Task instructions: Reproduce word for word the part of the Supreme Court judgment that begins at the words "IN THE SUPREME" and stops after "SB of 2002.".
BEGIN Selected text
IN THE SUPREME COURT OF INDIA CRIMINAL APPELLATE JURISDICTION CRIMINAL APPEAL NO. OF 2008 (Arising out of S.L.P. (Crl.) No. 6143 of 2006) State of Punjab ... Appellant Navraj Singh ... Respondent

DR. ARIJIT PASAYAT, J.

1.     Leave granted.

2.     Challenge in this appeal is to the order passed by a learned Single Judge of the Punjab and Haryana High Court directing that the conviction of the respondent shall remained stayed during the pendency of Criminal Appeal No. 1498- SB of 2002.

3.     Background facts in a nutshell are as follows:

4.     Respondent who was working as Patwari Halqa and was convicted by learned Special Judge, Nawanshahr, Punjab for offences punishable under Sections 7 and 13(1)(d) read with Section 13(2) of the Prevention of Corruption Act, 1988 (in short `P.C. Act') and sentenced to undergo rigorous imprisonment for a period of three years and to pay a fine of Rs.2000/- with default stipulation. Against the judgment in question respondent filed the aforesaid Criminal appeal which was admitted. After admission of the appeal, respondent filed an application in terms of Section 389(1) of the Code of Criminal Procedure, 1973 (in short the `Code') read with Section 482 of the Code for suspension of the judgment of learned Special Judge.
END Selected text
BEGIN Extracted records
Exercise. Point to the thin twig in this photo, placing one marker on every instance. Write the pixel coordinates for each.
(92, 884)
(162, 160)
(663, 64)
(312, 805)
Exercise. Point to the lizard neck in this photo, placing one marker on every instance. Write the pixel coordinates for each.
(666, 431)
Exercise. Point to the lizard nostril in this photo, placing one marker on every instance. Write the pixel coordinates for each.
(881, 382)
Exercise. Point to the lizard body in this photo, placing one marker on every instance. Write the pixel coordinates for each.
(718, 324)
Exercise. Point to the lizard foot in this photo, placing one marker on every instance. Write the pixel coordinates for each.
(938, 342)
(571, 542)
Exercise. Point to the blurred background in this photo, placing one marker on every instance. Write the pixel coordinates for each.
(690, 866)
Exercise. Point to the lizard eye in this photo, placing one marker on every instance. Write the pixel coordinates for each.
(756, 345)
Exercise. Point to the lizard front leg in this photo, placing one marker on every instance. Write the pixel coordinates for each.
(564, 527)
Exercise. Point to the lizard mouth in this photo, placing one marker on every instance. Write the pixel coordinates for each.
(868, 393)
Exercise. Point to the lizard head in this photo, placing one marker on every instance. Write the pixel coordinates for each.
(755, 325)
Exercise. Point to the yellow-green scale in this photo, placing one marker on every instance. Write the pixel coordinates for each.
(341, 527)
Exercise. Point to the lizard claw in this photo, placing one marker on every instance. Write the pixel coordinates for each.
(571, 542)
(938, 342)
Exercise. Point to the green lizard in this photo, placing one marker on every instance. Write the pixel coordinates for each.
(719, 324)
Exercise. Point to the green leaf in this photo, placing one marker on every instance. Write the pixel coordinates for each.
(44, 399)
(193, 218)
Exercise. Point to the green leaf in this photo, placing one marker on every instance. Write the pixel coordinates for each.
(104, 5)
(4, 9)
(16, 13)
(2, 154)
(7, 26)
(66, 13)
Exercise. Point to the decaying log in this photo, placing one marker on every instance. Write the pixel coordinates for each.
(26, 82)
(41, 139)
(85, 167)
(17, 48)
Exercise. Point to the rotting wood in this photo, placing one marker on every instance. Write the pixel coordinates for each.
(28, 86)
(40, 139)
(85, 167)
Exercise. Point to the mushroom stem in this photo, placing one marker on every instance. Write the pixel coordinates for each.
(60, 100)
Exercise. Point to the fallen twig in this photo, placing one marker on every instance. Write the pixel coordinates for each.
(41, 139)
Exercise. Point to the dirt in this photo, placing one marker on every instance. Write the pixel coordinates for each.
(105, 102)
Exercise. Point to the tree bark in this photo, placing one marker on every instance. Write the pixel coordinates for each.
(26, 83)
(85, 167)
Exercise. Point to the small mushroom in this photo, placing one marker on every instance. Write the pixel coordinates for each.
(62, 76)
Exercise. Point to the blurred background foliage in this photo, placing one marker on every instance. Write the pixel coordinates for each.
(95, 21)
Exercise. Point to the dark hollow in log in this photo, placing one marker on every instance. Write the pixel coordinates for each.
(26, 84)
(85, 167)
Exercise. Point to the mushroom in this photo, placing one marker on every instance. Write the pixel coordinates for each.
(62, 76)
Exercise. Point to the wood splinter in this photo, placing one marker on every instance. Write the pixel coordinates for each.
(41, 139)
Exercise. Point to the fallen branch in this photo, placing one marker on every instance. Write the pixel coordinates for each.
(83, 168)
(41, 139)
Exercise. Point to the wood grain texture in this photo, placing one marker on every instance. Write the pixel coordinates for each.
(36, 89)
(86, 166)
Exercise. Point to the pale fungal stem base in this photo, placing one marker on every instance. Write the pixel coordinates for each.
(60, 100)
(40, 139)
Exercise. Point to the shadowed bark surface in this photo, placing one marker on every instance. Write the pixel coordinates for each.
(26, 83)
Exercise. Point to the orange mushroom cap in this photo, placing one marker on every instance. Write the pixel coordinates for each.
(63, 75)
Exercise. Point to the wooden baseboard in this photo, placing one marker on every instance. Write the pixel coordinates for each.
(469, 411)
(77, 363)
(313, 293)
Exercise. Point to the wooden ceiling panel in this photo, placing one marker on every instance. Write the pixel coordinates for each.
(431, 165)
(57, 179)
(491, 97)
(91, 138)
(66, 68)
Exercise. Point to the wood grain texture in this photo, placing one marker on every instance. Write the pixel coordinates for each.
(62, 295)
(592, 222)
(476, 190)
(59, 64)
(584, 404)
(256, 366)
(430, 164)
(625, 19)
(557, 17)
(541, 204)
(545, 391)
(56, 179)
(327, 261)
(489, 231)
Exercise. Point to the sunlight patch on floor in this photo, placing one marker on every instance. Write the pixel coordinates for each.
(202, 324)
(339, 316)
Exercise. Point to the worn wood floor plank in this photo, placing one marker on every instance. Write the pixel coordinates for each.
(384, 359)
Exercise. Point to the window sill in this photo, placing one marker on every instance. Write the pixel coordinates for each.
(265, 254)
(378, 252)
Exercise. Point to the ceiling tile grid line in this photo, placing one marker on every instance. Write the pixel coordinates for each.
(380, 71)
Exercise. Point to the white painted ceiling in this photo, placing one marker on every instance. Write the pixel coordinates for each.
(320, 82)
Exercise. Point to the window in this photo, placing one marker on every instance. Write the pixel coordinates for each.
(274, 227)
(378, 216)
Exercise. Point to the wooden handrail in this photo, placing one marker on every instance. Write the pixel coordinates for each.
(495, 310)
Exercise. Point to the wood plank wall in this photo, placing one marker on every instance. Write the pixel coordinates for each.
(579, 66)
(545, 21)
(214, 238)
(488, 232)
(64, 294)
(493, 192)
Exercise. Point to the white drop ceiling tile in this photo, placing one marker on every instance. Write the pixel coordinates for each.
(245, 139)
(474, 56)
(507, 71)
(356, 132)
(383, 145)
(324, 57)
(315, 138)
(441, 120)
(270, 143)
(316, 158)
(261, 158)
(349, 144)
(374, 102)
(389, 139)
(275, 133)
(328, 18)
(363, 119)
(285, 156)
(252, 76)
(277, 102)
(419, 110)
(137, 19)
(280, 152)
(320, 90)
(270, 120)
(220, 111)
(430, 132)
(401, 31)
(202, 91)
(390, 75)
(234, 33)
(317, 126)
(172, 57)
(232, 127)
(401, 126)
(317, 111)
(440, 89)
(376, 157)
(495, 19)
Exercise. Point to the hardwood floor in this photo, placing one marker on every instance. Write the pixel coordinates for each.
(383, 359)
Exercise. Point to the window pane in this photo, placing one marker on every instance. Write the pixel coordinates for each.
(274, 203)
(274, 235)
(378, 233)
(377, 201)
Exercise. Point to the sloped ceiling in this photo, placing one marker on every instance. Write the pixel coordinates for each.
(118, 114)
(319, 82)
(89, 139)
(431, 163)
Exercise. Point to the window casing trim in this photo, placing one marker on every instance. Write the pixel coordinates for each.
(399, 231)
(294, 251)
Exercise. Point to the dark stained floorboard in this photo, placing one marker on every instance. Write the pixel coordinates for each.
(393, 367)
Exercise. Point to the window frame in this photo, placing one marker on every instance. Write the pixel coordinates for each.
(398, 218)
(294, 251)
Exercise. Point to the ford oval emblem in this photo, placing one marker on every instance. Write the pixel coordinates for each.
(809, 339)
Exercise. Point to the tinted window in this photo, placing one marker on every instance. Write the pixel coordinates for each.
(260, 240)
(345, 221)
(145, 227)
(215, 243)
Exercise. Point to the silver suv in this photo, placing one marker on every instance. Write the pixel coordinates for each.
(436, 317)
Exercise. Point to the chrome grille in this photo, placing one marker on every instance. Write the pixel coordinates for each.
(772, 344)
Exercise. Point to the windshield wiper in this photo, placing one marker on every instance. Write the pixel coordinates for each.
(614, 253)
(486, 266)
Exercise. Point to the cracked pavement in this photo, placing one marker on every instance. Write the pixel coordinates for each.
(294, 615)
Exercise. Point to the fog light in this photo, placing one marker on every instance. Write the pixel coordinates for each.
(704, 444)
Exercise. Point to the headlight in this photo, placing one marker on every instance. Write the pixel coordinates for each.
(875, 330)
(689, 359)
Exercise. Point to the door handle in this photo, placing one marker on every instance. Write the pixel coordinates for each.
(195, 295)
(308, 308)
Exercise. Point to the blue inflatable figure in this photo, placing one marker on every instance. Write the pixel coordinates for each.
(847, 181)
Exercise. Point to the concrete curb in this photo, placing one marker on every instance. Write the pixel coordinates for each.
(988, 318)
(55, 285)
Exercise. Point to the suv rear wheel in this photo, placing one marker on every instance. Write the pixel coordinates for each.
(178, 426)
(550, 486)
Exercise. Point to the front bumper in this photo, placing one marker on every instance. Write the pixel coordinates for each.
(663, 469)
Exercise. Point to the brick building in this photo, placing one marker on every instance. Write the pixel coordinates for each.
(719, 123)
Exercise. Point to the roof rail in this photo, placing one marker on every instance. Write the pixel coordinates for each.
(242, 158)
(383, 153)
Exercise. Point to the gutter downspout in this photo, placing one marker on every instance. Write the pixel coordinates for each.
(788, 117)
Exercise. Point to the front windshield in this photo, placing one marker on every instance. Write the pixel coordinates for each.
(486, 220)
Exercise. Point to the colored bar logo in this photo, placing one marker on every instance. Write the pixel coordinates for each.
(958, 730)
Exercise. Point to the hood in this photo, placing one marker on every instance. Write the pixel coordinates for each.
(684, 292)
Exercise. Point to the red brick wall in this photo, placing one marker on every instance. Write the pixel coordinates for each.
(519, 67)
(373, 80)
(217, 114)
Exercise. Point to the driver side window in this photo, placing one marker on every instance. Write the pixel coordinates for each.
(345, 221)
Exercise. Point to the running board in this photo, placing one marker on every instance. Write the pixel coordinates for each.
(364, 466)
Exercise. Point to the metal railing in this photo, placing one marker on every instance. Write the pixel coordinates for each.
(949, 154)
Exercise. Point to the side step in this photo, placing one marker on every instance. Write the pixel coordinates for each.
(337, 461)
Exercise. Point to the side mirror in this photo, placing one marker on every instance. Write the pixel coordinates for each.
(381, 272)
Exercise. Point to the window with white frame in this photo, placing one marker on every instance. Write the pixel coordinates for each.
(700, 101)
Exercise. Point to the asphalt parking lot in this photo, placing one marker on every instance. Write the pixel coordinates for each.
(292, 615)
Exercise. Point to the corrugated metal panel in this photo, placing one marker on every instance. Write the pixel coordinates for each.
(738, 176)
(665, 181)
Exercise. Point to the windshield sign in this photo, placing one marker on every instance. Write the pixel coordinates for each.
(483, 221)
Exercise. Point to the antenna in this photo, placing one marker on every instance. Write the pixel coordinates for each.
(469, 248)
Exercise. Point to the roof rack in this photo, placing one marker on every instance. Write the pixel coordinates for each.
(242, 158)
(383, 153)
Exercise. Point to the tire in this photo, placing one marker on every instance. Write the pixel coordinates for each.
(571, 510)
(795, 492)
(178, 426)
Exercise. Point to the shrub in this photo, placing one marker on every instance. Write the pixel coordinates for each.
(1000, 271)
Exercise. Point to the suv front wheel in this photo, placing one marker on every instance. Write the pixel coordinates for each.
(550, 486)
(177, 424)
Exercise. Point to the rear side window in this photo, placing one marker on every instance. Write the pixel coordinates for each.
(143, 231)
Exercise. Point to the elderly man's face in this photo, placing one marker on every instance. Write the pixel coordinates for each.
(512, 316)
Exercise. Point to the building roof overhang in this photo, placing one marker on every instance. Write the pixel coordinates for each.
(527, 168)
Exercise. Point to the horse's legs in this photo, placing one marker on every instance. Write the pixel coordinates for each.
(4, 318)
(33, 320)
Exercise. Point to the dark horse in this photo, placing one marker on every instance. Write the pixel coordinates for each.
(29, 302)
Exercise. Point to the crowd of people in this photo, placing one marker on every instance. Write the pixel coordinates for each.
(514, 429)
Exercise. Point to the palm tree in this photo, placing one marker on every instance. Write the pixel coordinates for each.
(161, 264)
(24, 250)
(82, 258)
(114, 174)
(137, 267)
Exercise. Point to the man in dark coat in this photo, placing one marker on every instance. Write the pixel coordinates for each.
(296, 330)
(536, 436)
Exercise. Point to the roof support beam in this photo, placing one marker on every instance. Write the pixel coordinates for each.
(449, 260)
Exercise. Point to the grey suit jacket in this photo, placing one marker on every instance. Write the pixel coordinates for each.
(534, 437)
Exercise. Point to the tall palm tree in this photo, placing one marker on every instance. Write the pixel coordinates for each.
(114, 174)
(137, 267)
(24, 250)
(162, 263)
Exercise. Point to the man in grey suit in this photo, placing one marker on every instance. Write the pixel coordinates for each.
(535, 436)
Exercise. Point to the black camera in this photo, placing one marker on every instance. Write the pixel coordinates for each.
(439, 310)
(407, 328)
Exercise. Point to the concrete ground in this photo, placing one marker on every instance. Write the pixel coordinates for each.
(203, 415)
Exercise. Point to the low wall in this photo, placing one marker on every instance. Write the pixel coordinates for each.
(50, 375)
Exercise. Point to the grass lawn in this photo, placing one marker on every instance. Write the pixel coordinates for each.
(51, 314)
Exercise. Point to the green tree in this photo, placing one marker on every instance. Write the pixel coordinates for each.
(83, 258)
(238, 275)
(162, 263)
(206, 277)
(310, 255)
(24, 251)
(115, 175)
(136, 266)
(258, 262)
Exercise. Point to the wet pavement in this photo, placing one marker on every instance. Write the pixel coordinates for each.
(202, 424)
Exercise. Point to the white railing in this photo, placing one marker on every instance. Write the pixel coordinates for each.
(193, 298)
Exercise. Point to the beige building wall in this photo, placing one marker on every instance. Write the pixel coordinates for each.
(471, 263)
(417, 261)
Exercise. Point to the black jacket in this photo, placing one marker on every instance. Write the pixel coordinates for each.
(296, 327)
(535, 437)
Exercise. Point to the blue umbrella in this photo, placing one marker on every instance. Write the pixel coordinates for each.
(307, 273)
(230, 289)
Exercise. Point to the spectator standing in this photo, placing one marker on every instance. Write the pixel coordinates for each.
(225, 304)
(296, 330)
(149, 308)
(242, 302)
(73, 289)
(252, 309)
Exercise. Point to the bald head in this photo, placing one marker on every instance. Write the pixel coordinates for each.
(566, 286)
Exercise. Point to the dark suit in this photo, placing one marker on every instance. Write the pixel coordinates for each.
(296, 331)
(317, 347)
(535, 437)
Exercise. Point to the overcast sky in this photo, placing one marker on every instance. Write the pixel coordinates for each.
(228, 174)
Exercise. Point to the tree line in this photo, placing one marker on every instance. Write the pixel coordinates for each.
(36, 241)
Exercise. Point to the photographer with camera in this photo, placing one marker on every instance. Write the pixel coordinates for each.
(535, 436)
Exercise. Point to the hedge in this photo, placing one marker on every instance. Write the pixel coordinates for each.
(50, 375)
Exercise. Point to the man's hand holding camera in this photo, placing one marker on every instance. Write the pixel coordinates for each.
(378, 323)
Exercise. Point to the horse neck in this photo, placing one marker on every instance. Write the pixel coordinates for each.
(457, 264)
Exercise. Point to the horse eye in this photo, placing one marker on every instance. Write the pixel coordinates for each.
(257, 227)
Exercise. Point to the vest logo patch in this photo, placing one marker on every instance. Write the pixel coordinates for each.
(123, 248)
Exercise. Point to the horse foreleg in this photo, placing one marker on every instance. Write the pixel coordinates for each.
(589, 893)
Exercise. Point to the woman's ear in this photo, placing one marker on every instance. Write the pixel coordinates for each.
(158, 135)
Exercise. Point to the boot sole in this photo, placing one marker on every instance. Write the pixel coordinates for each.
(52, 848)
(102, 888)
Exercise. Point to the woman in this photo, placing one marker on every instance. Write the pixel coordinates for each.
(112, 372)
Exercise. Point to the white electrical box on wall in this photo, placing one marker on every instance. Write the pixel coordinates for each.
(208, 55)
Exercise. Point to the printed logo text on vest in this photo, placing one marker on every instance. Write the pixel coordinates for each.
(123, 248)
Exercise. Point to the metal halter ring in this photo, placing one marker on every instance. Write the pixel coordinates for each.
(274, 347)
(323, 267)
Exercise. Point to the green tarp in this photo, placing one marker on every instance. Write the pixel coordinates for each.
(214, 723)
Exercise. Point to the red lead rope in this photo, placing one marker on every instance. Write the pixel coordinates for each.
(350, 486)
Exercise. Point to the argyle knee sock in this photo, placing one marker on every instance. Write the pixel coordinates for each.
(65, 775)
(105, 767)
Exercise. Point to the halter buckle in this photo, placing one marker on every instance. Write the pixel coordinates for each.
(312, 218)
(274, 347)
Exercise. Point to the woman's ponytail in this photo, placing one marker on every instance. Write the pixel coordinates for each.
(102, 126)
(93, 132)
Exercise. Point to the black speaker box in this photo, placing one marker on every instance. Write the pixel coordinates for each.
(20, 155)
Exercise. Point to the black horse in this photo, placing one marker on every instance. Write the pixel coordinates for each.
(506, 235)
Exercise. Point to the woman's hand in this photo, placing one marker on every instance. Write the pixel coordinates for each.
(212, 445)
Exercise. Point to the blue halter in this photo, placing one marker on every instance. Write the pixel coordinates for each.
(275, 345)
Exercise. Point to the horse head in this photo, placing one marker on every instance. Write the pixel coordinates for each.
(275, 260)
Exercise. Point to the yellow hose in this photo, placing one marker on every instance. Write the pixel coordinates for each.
END Extracted records
Task result:
IN THE SUPREME COURT OF INDIA CRIMINAL APPELLATE JURISDICTION CRIMINAL APPEAL NO. OF 2008 (Arising out of S.L.P. (Crl.) No. 6143 of 2006) State of Punjab ... Appellant Navraj Singh ... Respondent

DR. ARIJIT PASAYAT, J.

1.     Leave granted.

2.     Challenge in this appeal is to the order passed by a learned Single Judge of the Punjab and Haryana High Court directing that the conviction of the respondent shall remained stayed during the pendency of Criminal Appeal No. 1498- SB of 2002.